## [STATED EXERCISE]
Please quote only the lines that start at the one with "[point] asphalt road" and go on to the last line of the data, both ends kept.
= = = = =
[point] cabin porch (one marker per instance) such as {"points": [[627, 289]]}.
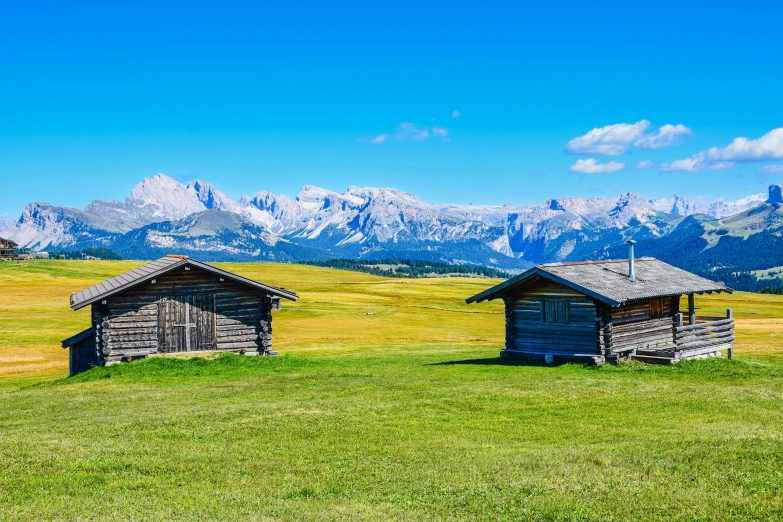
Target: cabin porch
{"points": [[694, 337]]}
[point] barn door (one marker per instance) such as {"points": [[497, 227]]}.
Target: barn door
{"points": [[186, 323]]}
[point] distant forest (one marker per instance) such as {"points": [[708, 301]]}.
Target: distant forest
{"points": [[100, 253], [413, 268]]}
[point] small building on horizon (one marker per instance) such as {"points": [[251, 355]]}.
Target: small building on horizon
{"points": [[174, 304], [607, 311], [7, 249]]}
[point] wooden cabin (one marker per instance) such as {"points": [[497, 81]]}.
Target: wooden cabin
{"points": [[174, 304], [606, 311], [7, 249]]}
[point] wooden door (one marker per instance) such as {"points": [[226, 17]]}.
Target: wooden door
{"points": [[186, 323]]}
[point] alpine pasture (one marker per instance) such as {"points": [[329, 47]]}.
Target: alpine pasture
{"points": [[403, 414]]}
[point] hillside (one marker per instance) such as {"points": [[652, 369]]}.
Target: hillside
{"points": [[161, 215], [406, 414]]}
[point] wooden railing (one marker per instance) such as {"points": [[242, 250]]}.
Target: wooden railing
{"points": [[704, 334]]}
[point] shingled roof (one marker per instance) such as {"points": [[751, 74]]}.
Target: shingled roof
{"points": [[157, 268], [608, 281]]}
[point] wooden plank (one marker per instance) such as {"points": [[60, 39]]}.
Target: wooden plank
{"points": [[702, 325]]}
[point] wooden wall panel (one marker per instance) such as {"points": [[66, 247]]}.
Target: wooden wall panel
{"points": [[127, 325], [527, 332]]}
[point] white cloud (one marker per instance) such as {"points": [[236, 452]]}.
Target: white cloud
{"points": [[611, 140], [695, 163], [741, 150], [767, 147], [644, 164], [667, 136], [590, 166], [409, 131], [771, 169]]}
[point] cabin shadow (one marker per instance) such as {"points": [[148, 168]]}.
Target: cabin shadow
{"points": [[503, 361]]}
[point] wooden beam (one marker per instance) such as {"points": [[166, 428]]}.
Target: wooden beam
{"points": [[730, 315], [691, 309]]}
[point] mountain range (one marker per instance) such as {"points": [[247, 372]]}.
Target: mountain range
{"points": [[162, 215]]}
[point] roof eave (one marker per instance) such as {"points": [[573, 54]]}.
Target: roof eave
{"points": [[121, 289], [67, 343], [185, 261], [243, 280], [492, 293]]}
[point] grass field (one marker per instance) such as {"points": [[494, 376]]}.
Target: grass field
{"points": [[406, 414]]}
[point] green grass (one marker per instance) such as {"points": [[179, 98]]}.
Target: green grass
{"points": [[407, 414]]}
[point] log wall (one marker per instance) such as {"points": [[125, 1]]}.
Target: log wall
{"points": [[632, 327], [127, 325], [527, 332], [82, 356]]}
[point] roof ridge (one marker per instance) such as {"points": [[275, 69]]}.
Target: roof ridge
{"points": [[596, 261]]}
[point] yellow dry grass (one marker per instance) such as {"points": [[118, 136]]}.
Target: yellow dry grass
{"points": [[331, 317]]}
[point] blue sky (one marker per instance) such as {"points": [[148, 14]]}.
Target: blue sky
{"points": [[95, 97]]}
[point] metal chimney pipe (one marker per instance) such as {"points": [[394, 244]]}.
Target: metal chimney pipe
{"points": [[631, 271]]}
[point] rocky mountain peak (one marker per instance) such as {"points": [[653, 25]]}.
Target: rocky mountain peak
{"points": [[775, 194]]}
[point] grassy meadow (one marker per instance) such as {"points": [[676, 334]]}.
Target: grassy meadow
{"points": [[404, 414]]}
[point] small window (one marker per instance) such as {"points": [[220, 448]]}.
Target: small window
{"points": [[553, 311], [656, 307]]}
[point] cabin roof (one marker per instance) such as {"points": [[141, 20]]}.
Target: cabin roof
{"points": [[81, 336], [157, 268], [608, 281]]}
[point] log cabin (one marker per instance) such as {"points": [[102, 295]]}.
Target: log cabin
{"points": [[7, 248], [175, 304], [608, 311]]}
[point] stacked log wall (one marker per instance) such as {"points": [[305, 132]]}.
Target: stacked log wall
{"points": [[82, 356], [633, 328], [127, 325], [527, 332]]}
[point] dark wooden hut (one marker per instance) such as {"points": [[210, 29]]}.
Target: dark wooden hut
{"points": [[7, 248], [605, 311], [174, 304]]}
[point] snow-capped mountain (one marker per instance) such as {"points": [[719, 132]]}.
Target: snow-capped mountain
{"points": [[6, 223], [161, 213], [681, 206]]}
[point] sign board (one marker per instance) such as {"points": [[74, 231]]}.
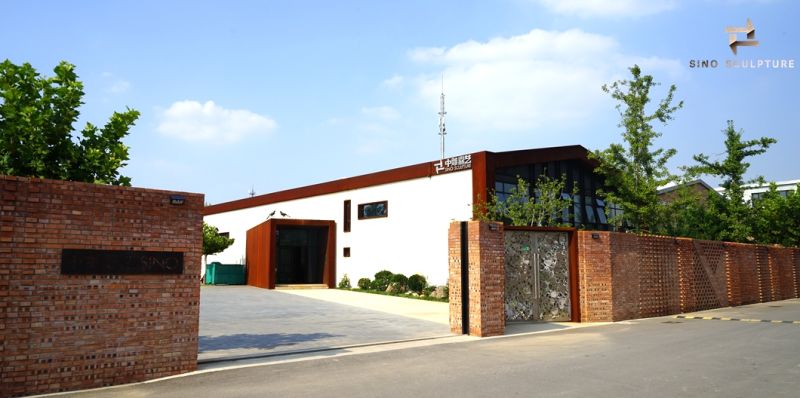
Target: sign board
{"points": [[456, 163], [120, 262]]}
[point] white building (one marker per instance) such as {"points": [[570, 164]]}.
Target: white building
{"points": [[754, 192], [396, 219]]}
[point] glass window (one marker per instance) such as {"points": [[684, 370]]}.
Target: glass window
{"points": [[590, 216], [577, 210], [601, 211], [565, 213]]}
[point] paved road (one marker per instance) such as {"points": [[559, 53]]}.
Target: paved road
{"points": [[243, 320], [657, 357]]}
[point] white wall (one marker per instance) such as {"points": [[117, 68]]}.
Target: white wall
{"points": [[411, 240]]}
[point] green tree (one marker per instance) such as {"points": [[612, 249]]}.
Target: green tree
{"points": [[777, 218], [37, 114], [735, 216], [690, 214], [520, 209], [634, 172], [213, 242]]}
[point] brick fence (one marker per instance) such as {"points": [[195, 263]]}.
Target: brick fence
{"points": [[66, 332], [626, 276]]}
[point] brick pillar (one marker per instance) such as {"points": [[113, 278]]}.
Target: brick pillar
{"points": [[486, 271], [594, 269]]}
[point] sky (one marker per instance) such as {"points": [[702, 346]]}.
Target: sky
{"points": [[272, 95]]}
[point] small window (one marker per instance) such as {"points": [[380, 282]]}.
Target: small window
{"points": [[373, 210], [347, 217], [601, 211]]}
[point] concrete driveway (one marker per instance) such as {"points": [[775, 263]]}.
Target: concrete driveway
{"points": [[244, 321]]}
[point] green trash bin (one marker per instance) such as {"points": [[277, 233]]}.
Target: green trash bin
{"points": [[225, 274]]}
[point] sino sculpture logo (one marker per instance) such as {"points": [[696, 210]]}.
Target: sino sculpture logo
{"points": [[743, 36]]}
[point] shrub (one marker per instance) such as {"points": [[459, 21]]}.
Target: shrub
{"points": [[401, 281], [364, 283], [382, 280], [417, 283], [395, 288], [345, 282]]}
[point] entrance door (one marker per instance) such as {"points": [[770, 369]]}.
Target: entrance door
{"points": [[537, 276], [301, 255]]}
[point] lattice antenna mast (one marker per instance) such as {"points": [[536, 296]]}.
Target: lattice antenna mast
{"points": [[442, 129]]}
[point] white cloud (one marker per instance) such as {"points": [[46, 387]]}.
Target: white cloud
{"points": [[195, 121], [606, 8], [381, 112], [115, 85], [393, 82], [119, 86], [538, 79]]}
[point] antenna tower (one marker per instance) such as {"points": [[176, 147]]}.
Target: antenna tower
{"points": [[442, 129]]}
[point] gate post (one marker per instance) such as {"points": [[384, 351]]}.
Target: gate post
{"points": [[484, 263]]}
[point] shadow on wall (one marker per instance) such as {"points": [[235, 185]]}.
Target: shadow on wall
{"points": [[259, 341]]}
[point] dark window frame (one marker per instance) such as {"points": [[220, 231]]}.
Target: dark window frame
{"points": [[381, 204], [347, 216]]}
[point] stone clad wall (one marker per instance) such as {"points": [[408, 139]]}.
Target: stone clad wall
{"points": [[67, 332], [627, 276]]}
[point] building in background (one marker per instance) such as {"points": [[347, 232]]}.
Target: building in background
{"points": [[753, 192], [395, 219], [669, 192]]}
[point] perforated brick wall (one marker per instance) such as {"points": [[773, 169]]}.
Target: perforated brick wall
{"points": [[626, 276], [486, 278], [67, 332]]}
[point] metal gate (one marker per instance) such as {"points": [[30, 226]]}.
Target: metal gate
{"points": [[537, 276]]}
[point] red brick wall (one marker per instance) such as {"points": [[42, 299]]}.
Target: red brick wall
{"points": [[66, 332], [626, 276], [486, 278], [594, 270]]}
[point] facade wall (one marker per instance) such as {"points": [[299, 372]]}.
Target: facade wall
{"points": [[67, 332], [412, 239], [626, 276]]}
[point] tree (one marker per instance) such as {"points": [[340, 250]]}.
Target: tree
{"points": [[634, 173], [736, 216], [690, 214], [37, 114], [777, 218], [213, 241], [544, 209]]}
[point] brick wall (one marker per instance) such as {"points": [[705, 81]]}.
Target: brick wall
{"points": [[67, 332], [594, 269], [626, 276], [486, 278]]}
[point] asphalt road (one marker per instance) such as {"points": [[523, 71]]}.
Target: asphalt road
{"points": [[657, 357]]}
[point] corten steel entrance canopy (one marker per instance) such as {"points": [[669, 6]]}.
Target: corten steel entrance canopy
{"points": [[264, 253]]}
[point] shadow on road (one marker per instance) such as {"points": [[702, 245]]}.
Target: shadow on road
{"points": [[258, 341]]}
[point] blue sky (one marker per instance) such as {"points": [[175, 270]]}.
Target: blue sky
{"points": [[279, 94]]}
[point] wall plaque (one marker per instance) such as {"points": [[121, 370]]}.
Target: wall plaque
{"points": [[120, 262]]}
= = = = =
## [RESULT OF THIS TASK]
[point] asphalt road (one marker per instance) such as {"points": [[523, 71]]}.
Target: asphalt road
{"points": [[657, 357]]}
[point] corten steel entrance canopy (one marker per instance) such as {"points": [[669, 6]]}.
Target: corten steel entrance canopy
{"points": [[264, 253]]}
[point] shadow on road (one marker per instance) such as {"points": [[702, 245]]}.
Target: shadow on road
{"points": [[258, 341]]}
[point] blue sky (one marker per instance) such as {"points": [[175, 270]]}.
Target: blue sky
{"points": [[279, 94]]}
[point] wall plaque (one marker per instance) such as {"points": [[121, 370]]}.
Target: wall plaque
{"points": [[120, 262]]}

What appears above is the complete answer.